**Source material**
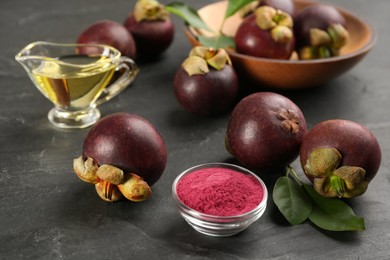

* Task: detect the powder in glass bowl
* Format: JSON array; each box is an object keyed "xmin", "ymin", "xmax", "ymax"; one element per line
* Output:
[{"xmin": 176, "ymin": 167, "xmax": 264, "ymax": 216}]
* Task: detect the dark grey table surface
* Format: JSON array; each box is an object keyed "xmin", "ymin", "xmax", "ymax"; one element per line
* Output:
[{"xmin": 1, "ymin": 0, "xmax": 389, "ymax": 259}]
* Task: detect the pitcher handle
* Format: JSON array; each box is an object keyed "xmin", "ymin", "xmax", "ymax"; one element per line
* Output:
[{"xmin": 95, "ymin": 56, "xmax": 139, "ymax": 107}]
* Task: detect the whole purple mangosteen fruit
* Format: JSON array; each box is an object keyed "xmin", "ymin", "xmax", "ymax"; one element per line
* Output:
[
  {"xmin": 300, "ymin": 119, "xmax": 381, "ymax": 198},
  {"xmin": 77, "ymin": 20, "xmax": 137, "ymax": 59},
  {"xmin": 294, "ymin": 4, "xmax": 349, "ymax": 59},
  {"xmin": 124, "ymin": 0, "xmax": 174, "ymax": 58},
  {"xmin": 82, "ymin": 112, "xmax": 167, "ymax": 186},
  {"xmin": 72, "ymin": 113, "xmax": 166, "ymax": 202},
  {"xmin": 226, "ymin": 92, "xmax": 307, "ymax": 171},
  {"xmin": 173, "ymin": 46, "xmax": 239, "ymax": 115},
  {"xmin": 235, "ymin": 6, "xmax": 295, "ymax": 59}
]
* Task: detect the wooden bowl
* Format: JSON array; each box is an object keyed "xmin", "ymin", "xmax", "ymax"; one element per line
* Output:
[{"xmin": 184, "ymin": 0, "xmax": 376, "ymax": 89}]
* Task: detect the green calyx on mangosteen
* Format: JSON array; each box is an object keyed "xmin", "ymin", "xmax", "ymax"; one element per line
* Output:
[
  {"xmin": 133, "ymin": 0, "xmax": 169, "ymax": 22},
  {"xmin": 304, "ymin": 147, "xmax": 368, "ymax": 198},
  {"xmin": 255, "ymin": 6, "xmax": 293, "ymax": 42},
  {"xmin": 181, "ymin": 46, "xmax": 232, "ymax": 76}
]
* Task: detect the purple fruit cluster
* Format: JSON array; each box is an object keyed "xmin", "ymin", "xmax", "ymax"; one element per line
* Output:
[
  {"xmin": 225, "ymin": 92, "xmax": 381, "ymax": 198},
  {"xmin": 235, "ymin": 0, "xmax": 349, "ymax": 60},
  {"xmin": 77, "ymin": 0, "xmax": 174, "ymax": 60}
]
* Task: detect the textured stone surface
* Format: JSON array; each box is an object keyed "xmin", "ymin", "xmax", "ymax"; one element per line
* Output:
[{"xmin": 1, "ymin": 0, "xmax": 390, "ymax": 259}]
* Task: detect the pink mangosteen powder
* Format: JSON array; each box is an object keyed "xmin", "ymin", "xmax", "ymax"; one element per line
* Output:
[{"xmin": 176, "ymin": 167, "xmax": 264, "ymax": 216}]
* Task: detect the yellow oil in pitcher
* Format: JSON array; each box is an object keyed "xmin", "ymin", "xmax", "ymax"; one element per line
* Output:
[
  {"xmin": 31, "ymin": 54, "xmax": 116, "ymax": 110},
  {"xmin": 16, "ymin": 42, "xmax": 139, "ymax": 128}
]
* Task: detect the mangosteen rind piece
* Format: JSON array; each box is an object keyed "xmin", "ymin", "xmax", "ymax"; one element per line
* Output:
[
  {"xmin": 95, "ymin": 181, "xmax": 123, "ymax": 202},
  {"xmin": 118, "ymin": 173, "xmax": 152, "ymax": 202},
  {"xmin": 73, "ymin": 155, "xmax": 154, "ymax": 202},
  {"xmin": 73, "ymin": 156, "xmax": 100, "ymax": 184}
]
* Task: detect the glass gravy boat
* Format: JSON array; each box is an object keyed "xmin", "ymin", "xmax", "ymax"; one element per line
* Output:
[{"xmin": 15, "ymin": 41, "xmax": 139, "ymax": 129}]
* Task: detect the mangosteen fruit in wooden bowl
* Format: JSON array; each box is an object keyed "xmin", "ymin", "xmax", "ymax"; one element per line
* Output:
[{"xmin": 184, "ymin": 0, "xmax": 376, "ymax": 89}]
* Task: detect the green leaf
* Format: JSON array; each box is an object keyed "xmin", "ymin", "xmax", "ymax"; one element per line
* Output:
[
  {"xmin": 273, "ymin": 177, "xmax": 313, "ymax": 225},
  {"xmin": 165, "ymin": 2, "xmax": 212, "ymax": 31},
  {"xmin": 303, "ymin": 184, "xmax": 365, "ymax": 231},
  {"xmin": 197, "ymin": 35, "xmax": 235, "ymax": 49},
  {"xmin": 225, "ymin": 0, "xmax": 257, "ymax": 18}
]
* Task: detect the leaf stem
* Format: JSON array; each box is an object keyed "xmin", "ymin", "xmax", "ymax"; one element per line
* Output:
[
  {"xmin": 287, "ymin": 165, "xmax": 303, "ymax": 185},
  {"xmin": 218, "ymin": 18, "xmax": 226, "ymax": 36}
]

**Work task**
Your copy should match the entries exactly, minus the pictures.

**Answer box**
* Task: detect the powder in glass bowl
* Format: JSON array; each box is an object keyed "xmin", "ymin", "xmax", "ymax"; one element per line
* Output:
[{"xmin": 176, "ymin": 167, "xmax": 264, "ymax": 216}]
* Task: detect the dark grey table surface
* Format: JSON array; each box is an object keyed "xmin", "ymin", "xmax", "ymax"; one element per line
* Output:
[{"xmin": 1, "ymin": 0, "xmax": 389, "ymax": 259}]
* Task: detect the pitcher handle
* Format: JSON array; each box is an object keyed "xmin", "ymin", "xmax", "ymax"; one element per line
* Output:
[{"xmin": 95, "ymin": 56, "xmax": 139, "ymax": 107}]
* Task: detect the whole purple mangosteen fruit
* Format: JSON array; each box is an object keyed "xmin", "ymin", "xmax", "ymax"; one element per line
* Output:
[
  {"xmin": 300, "ymin": 119, "xmax": 381, "ymax": 198},
  {"xmin": 77, "ymin": 20, "xmax": 137, "ymax": 59},
  {"xmin": 294, "ymin": 4, "xmax": 349, "ymax": 59},
  {"xmin": 124, "ymin": 0, "xmax": 174, "ymax": 58},
  {"xmin": 82, "ymin": 112, "xmax": 167, "ymax": 186},
  {"xmin": 72, "ymin": 113, "xmax": 166, "ymax": 202},
  {"xmin": 226, "ymin": 92, "xmax": 307, "ymax": 171},
  {"xmin": 173, "ymin": 46, "xmax": 239, "ymax": 115},
  {"xmin": 235, "ymin": 6, "xmax": 295, "ymax": 59}
]
* Task: detect the wooden bowl
* Format: JSON array; each box is an object keyed "xmin", "ymin", "xmax", "ymax"; one element per line
* Output:
[{"xmin": 184, "ymin": 0, "xmax": 376, "ymax": 89}]
* Task: detect the green calyx on mangosteen
* Format: JSON array; each box is an object keyed "xmin", "ymin", "xmax", "ymax"; one element per line
* Output:
[
  {"xmin": 133, "ymin": 0, "xmax": 169, "ymax": 22},
  {"xmin": 304, "ymin": 147, "xmax": 368, "ymax": 198},
  {"xmin": 255, "ymin": 6, "xmax": 293, "ymax": 42},
  {"xmin": 181, "ymin": 46, "xmax": 232, "ymax": 76}
]
* Task: detect the purple fruit cluster
* Format: JSON array; each box is an object keyed "xmin", "ymin", "xmax", "ymax"; one element per line
* Output:
[
  {"xmin": 225, "ymin": 92, "xmax": 381, "ymax": 198},
  {"xmin": 235, "ymin": 0, "xmax": 349, "ymax": 60},
  {"xmin": 77, "ymin": 0, "xmax": 174, "ymax": 60}
]
* Task: detect the textured stone surface
* Format: JSON array; each box is an object keyed "xmin", "ymin", "xmax", "ymax"; one element per line
* Output:
[{"xmin": 1, "ymin": 0, "xmax": 390, "ymax": 259}]
* Task: detect the pink mangosteen powder
* Format: JSON array; each box is an object keyed "xmin", "ymin", "xmax", "ymax"; one element per line
* Output:
[{"xmin": 176, "ymin": 167, "xmax": 264, "ymax": 216}]
* Task: detect the yellow oil in pitcher
* Format: JSON array; each box is an object keyed "xmin", "ymin", "xmax", "ymax"; one element per line
* Output:
[
  {"xmin": 31, "ymin": 54, "xmax": 116, "ymax": 110},
  {"xmin": 16, "ymin": 42, "xmax": 139, "ymax": 128}
]
* Task: detect the mangosteen rind piece
* Format: JSON array; each box is an object keyed "xmin", "ymin", "xmax", "ymax"; one element per line
* Output:
[
  {"xmin": 95, "ymin": 181, "xmax": 123, "ymax": 202},
  {"xmin": 118, "ymin": 173, "xmax": 152, "ymax": 202},
  {"xmin": 73, "ymin": 155, "xmax": 154, "ymax": 202},
  {"xmin": 73, "ymin": 156, "xmax": 100, "ymax": 184}
]
* Task: detect the glass gravy boat
* Format: JSON array; each box is an object keyed "xmin", "ymin", "xmax", "ymax"; one element per line
* Output:
[{"xmin": 15, "ymin": 41, "xmax": 139, "ymax": 129}]
* Task: detect the mangosteen fruit in wooden bowl
* Format: JSON array; each box is an object keyed "xmin", "ymin", "xmax", "ymax"; one element per line
* Output:
[{"xmin": 184, "ymin": 0, "xmax": 376, "ymax": 89}]
* Task: detect the green leaf
* Format: JSON array; each box is an object keyed "xmin", "ymin", "xmax", "ymax"; one element per line
* Output:
[
  {"xmin": 273, "ymin": 177, "xmax": 313, "ymax": 225},
  {"xmin": 165, "ymin": 2, "xmax": 212, "ymax": 31},
  {"xmin": 303, "ymin": 184, "xmax": 365, "ymax": 231},
  {"xmin": 197, "ymin": 35, "xmax": 235, "ymax": 49},
  {"xmin": 225, "ymin": 0, "xmax": 257, "ymax": 18}
]
* Task: detect the leaf stem
* Format: JSON array; each box is an object keyed "xmin", "ymin", "xmax", "ymax"; one element per line
* Output:
[
  {"xmin": 287, "ymin": 165, "xmax": 303, "ymax": 185},
  {"xmin": 218, "ymin": 18, "xmax": 226, "ymax": 36}
]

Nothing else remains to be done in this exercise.